*Prompt A*
Answer these questions using the article about NVIDIA and DirectX 11:
(i) At what event did NVIDIA's VP of investor relations speak?
(ii) What is the name of AMD's family of DirectX 11 compliant graphics cards?
(iii) What example does the article give of software that relies on the raw computational power of GPUs?
*Prompt B*
Carry on the article about NVIDIA and DirectX 11, picking up after its final sentence.

*Excerpt*
* * *

Thursday, September 17th 2009

DirectX 11 Won't Define GPU Sales: NVIDIA

"DirectX 11 by itself is not going be the defining reason to buy a new GPU. It will be one of the reasons." This coming from the same company that a few years ago said that there was every reason to opt for a DirectX 10 compliant graphics card, to complete the Windows Vista experience, at a time when it was the first and only company to be out with compliant hardware. In the wake of rival AMD's ambitious Evergreen family of DirectX 11 compliant graphics cards being released, NVIDIA made it a point to tell the press that the development shouldn't really change anything in the industry.

Speaking at the Deutsche Bank Securities Technology Conference, NVIDIA's VP of investor relations said "DirectX 11 by itself is not going be the defining reason to buy a new GPU. It will be one of the reasons. This is why Microsoft is in work with the industry to allow more freedom and more creativity in how you build content, which is always good, and the new features in DirectX 11 are going to allow people to do that. But that no longer is the only reason, we believe, consumers would want to invest in a GPU."

"Now, we know, people are doing a lot in the area of video, people are going to do more and more in the area of photography… I think that the things we are doing would allow the GPU to be a co-processor to the CPU and deliver better user experience, better battery life and make that computers little bit more optimized," added Mr. Hara

NVIDIA, which was until very recently a firm believer in graphics processing horsepower to serve as the biggest selling points of new GPUs, now switches its line on what it believes will drive the market forward. All of a sudden, software that rely on the raw computational power of GPUs (eg: media transcoding software), and not advanced visual effects that a new generation API brings with it (in games and CGI applications), is what will drive people to buying graphics processors, according to the company.

* * *

Collected data:
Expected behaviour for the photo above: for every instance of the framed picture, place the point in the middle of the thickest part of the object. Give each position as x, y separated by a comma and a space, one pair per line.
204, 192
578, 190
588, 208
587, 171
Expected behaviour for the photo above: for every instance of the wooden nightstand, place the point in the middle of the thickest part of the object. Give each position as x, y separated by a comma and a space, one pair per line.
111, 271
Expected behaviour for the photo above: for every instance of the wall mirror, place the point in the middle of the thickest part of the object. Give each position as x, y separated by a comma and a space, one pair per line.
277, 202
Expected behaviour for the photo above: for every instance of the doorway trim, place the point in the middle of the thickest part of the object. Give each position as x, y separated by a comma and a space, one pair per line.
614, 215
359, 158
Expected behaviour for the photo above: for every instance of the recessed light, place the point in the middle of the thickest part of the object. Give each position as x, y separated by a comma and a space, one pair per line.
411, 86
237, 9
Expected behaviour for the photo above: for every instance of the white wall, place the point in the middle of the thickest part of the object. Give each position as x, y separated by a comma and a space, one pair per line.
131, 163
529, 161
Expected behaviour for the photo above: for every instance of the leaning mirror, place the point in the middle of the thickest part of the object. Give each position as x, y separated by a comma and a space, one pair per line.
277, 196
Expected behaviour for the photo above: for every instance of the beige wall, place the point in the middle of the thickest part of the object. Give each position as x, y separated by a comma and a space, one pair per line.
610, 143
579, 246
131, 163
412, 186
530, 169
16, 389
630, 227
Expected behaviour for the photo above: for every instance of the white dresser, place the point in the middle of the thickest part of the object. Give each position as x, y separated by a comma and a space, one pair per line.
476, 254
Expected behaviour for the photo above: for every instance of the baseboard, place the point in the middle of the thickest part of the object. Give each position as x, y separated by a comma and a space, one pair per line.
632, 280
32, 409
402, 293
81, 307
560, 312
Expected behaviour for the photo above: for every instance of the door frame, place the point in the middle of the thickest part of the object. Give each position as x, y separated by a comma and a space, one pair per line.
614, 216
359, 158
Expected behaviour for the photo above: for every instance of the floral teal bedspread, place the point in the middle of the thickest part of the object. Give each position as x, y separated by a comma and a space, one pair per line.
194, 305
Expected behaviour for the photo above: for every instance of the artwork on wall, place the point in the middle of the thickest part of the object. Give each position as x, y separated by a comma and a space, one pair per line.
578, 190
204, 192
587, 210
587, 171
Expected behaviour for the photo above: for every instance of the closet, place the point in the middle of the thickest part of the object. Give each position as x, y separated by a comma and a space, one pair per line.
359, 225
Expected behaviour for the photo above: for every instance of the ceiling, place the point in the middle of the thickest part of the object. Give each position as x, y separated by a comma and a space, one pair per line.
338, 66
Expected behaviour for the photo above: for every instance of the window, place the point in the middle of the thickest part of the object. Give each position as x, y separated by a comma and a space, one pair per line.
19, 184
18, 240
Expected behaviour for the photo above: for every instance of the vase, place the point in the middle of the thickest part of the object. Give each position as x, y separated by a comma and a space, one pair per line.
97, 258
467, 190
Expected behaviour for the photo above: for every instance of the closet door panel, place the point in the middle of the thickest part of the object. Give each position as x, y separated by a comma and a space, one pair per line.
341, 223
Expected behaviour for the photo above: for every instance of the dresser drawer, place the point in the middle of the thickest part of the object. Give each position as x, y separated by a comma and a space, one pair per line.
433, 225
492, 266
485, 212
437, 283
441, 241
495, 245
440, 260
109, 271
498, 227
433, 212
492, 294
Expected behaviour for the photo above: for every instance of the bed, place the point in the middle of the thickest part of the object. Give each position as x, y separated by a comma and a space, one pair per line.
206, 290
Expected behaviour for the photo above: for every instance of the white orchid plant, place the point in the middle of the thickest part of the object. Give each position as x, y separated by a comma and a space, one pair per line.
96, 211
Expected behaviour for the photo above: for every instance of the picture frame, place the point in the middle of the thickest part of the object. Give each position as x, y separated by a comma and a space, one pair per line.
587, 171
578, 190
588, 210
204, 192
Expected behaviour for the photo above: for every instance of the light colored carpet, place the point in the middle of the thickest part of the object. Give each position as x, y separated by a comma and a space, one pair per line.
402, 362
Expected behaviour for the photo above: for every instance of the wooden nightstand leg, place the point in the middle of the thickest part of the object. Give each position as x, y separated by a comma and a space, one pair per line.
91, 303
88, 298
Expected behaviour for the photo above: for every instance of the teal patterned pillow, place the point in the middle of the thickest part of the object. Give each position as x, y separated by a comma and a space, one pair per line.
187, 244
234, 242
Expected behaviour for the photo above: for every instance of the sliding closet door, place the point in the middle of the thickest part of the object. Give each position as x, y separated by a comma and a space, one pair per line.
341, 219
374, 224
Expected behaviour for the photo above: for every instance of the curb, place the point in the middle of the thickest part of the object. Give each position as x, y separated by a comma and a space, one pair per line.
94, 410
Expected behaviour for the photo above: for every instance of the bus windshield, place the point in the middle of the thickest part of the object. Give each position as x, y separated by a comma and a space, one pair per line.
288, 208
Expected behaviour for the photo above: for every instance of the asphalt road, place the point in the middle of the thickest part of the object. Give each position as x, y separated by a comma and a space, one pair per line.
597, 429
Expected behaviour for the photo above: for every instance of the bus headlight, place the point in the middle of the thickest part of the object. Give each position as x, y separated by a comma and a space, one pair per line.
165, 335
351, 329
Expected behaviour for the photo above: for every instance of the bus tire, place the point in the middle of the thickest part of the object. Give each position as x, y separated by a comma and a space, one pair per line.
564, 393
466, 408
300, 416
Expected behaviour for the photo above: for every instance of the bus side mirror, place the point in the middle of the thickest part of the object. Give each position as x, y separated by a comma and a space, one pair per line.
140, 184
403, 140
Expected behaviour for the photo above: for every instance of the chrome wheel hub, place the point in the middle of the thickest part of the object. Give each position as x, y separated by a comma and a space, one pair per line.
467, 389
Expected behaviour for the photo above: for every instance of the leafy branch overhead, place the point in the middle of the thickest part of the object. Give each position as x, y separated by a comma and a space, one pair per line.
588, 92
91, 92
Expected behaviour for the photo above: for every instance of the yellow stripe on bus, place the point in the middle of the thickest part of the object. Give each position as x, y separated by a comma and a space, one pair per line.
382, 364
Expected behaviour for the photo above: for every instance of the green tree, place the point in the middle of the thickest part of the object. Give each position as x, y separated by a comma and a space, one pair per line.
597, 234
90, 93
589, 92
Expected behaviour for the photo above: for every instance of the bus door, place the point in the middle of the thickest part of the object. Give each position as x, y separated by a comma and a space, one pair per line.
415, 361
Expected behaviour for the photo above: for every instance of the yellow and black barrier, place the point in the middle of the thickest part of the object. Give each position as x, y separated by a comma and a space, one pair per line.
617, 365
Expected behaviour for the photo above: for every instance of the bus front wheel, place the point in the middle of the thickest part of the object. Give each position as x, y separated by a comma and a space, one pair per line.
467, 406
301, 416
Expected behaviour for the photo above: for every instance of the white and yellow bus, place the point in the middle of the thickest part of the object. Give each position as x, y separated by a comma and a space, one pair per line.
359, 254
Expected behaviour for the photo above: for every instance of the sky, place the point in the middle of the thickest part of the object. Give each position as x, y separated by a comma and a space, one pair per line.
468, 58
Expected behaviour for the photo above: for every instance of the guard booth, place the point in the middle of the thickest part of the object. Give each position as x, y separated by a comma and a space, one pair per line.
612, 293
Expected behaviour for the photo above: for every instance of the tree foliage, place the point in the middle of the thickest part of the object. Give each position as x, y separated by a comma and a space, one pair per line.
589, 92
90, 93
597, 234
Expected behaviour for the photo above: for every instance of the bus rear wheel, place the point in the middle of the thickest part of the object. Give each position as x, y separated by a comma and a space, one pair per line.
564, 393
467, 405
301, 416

* * *

*Exercise output A*
(i) The Deutsche Bank Securities Technology Conference.
(ii) Evergreen.
(iii) Media transcoding software.

*Exercise output B*
Mr. Hara concluded saying "Graphics industry, I think, is on the point that microprocessor industry was several years ago, when AMD made the public confession that frequency does not matter anymore and it is more about performance per watt. I think we are the same crossroad with the graphics world: framerate and resolution are nice, but today they are very high and going from 120fps to 125fps is not going to fundamentally change end-user experience. But I think the things that we are doing with Stereo 3D Vision, PhysX, about making the games more immersive, more playable is beyond framerates and resolutions. Nvidia will show with the next-generation GPUs that the compute side is now becoming more important that the graphics side."

The timing of this comes when NVIDIA does not have any concrete product plans laid out, while AMD is working towards getting a headstart with its next-generation GPUs that are DirectX 11 compliant, and also has compliance with industry-wide GPGPU standards such as DirectCompute 11 and OpenCL.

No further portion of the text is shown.